**WORK TASK:** Write out all of the listing exactly. Add nothing to it.

********************

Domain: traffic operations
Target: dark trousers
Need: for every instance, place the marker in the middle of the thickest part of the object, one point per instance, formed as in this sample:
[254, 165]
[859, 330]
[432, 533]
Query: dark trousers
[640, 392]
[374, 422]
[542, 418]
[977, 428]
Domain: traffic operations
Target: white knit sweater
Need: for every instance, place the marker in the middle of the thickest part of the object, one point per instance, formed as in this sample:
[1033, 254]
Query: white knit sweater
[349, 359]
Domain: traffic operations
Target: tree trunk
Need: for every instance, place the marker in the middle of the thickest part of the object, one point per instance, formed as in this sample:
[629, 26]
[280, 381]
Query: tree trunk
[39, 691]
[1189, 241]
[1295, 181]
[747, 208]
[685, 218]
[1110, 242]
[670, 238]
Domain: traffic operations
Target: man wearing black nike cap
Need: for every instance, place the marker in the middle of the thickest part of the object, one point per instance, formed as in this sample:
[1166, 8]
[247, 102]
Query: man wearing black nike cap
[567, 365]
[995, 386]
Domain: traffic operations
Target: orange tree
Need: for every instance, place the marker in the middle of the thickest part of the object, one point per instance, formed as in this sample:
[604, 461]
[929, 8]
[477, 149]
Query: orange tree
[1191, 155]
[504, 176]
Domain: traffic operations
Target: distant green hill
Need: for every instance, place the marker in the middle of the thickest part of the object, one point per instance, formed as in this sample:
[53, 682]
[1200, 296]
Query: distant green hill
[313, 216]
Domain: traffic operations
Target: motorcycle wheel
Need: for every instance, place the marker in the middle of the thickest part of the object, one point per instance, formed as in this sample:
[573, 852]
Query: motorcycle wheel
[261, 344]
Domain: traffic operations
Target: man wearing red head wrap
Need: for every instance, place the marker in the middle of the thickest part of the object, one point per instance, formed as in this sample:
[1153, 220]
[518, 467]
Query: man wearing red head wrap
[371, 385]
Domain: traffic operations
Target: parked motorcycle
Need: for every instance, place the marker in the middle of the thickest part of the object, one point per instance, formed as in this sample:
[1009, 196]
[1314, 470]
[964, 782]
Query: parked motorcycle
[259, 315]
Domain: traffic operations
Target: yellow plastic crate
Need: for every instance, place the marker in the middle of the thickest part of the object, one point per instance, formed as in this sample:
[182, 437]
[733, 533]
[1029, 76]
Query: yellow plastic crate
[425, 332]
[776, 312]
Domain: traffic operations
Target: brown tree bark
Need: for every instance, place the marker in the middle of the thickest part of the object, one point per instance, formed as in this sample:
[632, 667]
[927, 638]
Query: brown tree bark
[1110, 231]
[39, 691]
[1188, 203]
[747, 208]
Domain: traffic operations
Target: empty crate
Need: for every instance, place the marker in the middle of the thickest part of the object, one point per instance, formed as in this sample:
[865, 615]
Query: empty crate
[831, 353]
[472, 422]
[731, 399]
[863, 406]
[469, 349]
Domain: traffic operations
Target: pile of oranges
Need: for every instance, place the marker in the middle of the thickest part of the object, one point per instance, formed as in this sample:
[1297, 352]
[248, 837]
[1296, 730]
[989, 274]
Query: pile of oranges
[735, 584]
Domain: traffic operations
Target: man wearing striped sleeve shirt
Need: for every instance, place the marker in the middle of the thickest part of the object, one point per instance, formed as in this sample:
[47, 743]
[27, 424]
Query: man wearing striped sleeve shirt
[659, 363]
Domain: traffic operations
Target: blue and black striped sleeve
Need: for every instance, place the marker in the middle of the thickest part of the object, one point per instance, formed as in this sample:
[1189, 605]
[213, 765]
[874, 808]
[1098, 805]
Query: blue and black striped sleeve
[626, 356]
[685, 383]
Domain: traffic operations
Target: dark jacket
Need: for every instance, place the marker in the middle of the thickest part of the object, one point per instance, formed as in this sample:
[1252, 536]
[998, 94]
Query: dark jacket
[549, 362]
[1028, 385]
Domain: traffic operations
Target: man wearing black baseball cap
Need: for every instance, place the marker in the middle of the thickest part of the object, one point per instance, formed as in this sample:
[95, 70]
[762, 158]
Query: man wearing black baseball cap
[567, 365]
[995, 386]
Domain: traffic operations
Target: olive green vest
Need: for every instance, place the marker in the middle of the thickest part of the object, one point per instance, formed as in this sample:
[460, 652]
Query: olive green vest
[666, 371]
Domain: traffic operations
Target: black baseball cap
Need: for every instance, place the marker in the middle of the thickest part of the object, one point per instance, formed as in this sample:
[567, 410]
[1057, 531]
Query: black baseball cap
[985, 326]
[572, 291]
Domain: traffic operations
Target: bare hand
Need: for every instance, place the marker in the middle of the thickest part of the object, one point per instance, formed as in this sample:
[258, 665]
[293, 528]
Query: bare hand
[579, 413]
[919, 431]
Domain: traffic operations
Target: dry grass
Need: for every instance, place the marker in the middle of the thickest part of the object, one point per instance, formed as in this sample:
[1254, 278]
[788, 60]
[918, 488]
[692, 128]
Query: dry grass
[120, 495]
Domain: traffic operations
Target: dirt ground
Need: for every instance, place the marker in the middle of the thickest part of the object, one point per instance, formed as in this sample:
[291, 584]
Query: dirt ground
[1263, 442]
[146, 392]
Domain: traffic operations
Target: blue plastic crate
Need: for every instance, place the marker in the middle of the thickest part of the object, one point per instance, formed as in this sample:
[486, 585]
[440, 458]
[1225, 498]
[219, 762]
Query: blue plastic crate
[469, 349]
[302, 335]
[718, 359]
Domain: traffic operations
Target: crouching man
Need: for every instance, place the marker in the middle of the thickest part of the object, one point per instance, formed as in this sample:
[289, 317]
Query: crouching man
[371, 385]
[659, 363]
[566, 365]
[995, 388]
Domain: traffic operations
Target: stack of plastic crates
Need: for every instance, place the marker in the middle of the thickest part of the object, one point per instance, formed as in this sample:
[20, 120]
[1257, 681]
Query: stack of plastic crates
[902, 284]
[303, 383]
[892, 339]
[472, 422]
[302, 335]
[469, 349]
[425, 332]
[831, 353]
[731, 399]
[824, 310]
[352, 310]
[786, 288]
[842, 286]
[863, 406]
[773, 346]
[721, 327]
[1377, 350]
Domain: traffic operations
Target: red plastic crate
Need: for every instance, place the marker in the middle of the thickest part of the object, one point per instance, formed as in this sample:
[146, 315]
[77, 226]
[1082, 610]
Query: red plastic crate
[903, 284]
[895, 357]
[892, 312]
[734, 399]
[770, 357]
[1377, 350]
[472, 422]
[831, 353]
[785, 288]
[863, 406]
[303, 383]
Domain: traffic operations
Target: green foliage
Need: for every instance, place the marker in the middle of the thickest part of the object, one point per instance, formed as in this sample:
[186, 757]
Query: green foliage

********************

**ANSWER TO THIS TASK:**
Domain: traffic operations
Target: dark trousers
Need: for every instance, place the marker in the middle of the thickest part of the object, one point per instance, formed as in this sample:
[254, 165]
[859, 330]
[432, 533]
Query: dark trousers
[640, 392]
[374, 422]
[542, 418]
[977, 428]
Domain: traffic operations
Target: white knit sweater
Need: for every instance, place the marker in the middle of the thickest part of the object, one point per instance, formed as in this sample:
[1033, 254]
Query: white knit sweater
[349, 359]
Domain: traffic operations
Target: tree trunk
Need: for every instance, place the marker in the middle of the thickest part of the object, one point per instance, formed as in this sample:
[629, 26]
[280, 381]
Query: tree trunk
[39, 691]
[1189, 241]
[1295, 181]
[747, 208]
[685, 218]
[1110, 242]
[670, 238]
Domain: traffic operations
Target: man wearing black nike cap
Need: for every instance, place the marker in the middle of the thickest part of the object, one point per instance, formed as in this sample:
[1166, 8]
[247, 102]
Query: man wearing black nike cap
[567, 365]
[995, 386]
Domain: traffic operations
Target: orange tree
Need: for every instance, place the marker in the middle of the thickest part of the object, one point per instance, formed as in this sample:
[604, 461]
[929, 8]
[477, 149]
Query: orange tree
[1191, 155]
[504, 176]
Domain: traffic operations
Target: distant green hill
Need: for every instance, place the marker in the middle of the thickest part of the object, one point per instance, formed as in this sample:
[53, 682]
[1200, 296]
Query: distant green hill
[313, 216]
Domain: traffic operations
Target: motorcycle wheel
Need: for every instance, place the marker in the middle of the thickest part of the object, one point per instance, formed as in this sample:
[573, 852]
Query: motorcycle wheel
[261, 344]
Domain: traffic operations
Target: man wearing red head wrap
Need: for every instance, place the marker in the middle of the thickest part of the object, one point per instance, formed as in this sample:
[1153, 220]
[518, 467]
Query: man wearing red head wrap
[371, 385]
Domain: traffic operations
Target: parked motorcycle
Need: for every instance, place the marker in the middle of the thickest part of the object, one point per instance, formed as in this sample:
[1009, 196]
[1314, 470]
[964, 782]
Query: parked motorcycle
[259, 315]
Domain: traffic operations
Target: yellow plastic crate
Need: for every instance, place the marker in the middle of the thickest part of the object, one point per instance, formed as in this sample:
[182, 437]
[733, 533]
[1029, 76]
Query: yellow plastic crate
[425, 332]
[776, 312]
Domain: traffic operations
Target: brown tree bark
Need: for every instance, place the marker in the middle of the thickest part of the object, one point per instance, formed as in this sample:
[632, 667]
[927, 638]
Query: brown tree bark
[1110, 231]
[39, 691]
[1188, 203]
[747, 208]
Domain: traffic operations
Target: empty crate
Need: for every instance, place the marker in the middle of the thickest part of the object, one point per instance, formed as in this sample:
[865, 615]
Query: empty crate
[831, 353]
[472, 422]
[731, 399]
[863, 406]
[469, 349]
Domain: traffic operations
Target: pile of oranges
Need: for every instance, place the marker in the middle of the thickest part of the object, one point per instance, formed as in this sample:
[1297, 352]
[248, 837]
[1296, 730]
[989, 274]
Query: pile of oranges
[735, 584]
Domain: traffic operations
Target: man wearing striped sleeve shirt
Need: for every instance, place the marker in the middle of the thickest part of the object, one point per instance, formed as in this sample:
[47, 743]
[27, 424]
Query: man wearing striped sleeve shirt
[659, 363]
Domain: traffic operations
Target: blue and black striped sleeve
Need: for every instance, place the marker in the middle of the thickest part of the object, one point per instance, formed as in this sample:
[1189, 605]
[213, 765]
[874, 808]
[1098, 805]
Query: blue and black striped sleeve
[626, 356]
[685, 383]
Domain: traffic operations
Target: dark jacket
Need: for every instance, place the marker in the middle of the thickest part of the object, one point per instance, formed as in this sample:
[1252, 536]
[998, 94]
Query: dark jacket
[549, 362]
[1028, 385]
Domain: traffic operations
Target: man wearing black baseball cap
Need: for every instance, place the marker in the middle of the thickest part of the object, one point per instance, formed as in this sample:
[95, 70]
[762, 158]
Query: man wearing black baseball cap
[567, 365]
[995, 386]
Domain: traffic operations
Target: olive green vest
Need: for every instance, place the marker in the middle of the thickest part of the object, one point per instance, formed as in this sample:
[460, 652]
Query: olive green vest
[666, 371]
Domain: traffic operations
Target: black baseball cap
Need: for every instance, place the marker in the middle of the thickest part of the object, one point per instance, formed as in this sample:
[567, 410]
[1057, 531]
Query: black baseball cap
[985, 326]
[572, 291]
Domain: traffic operations
Target: bare hand
Need: for every instance, place the marker in the middle of the thickest part of the object, one point per instance, formed as in this sample:
[258, 665]
[293, 528]
Query: bare hand
[579, 413]
[919, 431]
Domain: traffic operations
Target: dry grass
Need: for every instance, place the marker in the middle of the thickest part of the object, one point per instance, formed as in this sample:
[1254, 278]
[788, 60]
[918, 488]
[692, 128]
Query: dry grass
[120, 495]
Domain: traffic operations
Target: dirt ground
Need: for every instance, place the marker in the middle of the thickest part of the object, one point per instance, formed as in this sample:
[291, 584]
Query: dirt ground
[1263, 442]
[146, 392]
Domain: traffic operations
Target: blue plastic crate
Need: for every instance, place the marker in the middle of the thickest part of the object, one point per instance, formed as in this sample:
[486, 585]
[440, 458]
[1225, 498]
[219, 762]
Query: blue plastic crate
[469, 349]
[302, 335]
[718, 359]
Domain: traffic operations
Target: crouching man
Need: for every instance, place the marker in the middle of the thickest part of the object, one point per instance, formed as in this sample:
[289, 317]
Query: crouching man
[371, 385]
[659, 363]
[566, 365]
[995, 388]
Domain: traffic operations
Target: stack of plastic crates
Need: for every instance, place the marker in the middle of the thickest part of the object, one point per instance, formed as in this sample:
[20, 120]
[1257, 681]
Query: stack of plastic crates
[902, 284]
[303, 383]
[892, 339]
[472, 422]
[302, 335]
[469, 349]
[425, 332]
[831, 353]
[731, 399]
[824, 310]
[352, 310]
[786, 288]
[842, 286]
[863, 406]
[773, 346]
[721, 327]
[1377, 350]
Domain: traffic operations
Target: red plastic crate
Need: for every instance, place the marker in the middle of the thickest part of the object, one point per instance, formed as in this sample:
[146, 315]
[77, 226]
[1082, 610]
Query: red plastic crate
[903, 284]
[895, 357]
[892, 312]
[734, 399]
[770, 357]
[1377, 350]
[472, 422]
[831, 353]
[785, 288]
[863, 406]
[303, 383]
Domain: traffic operations
Target: green foliage
Need: for every instance, place the marker in the middle of the thickest part of the object, one point per instance, formed as in this sample:
[186, 757]
Query: green foliage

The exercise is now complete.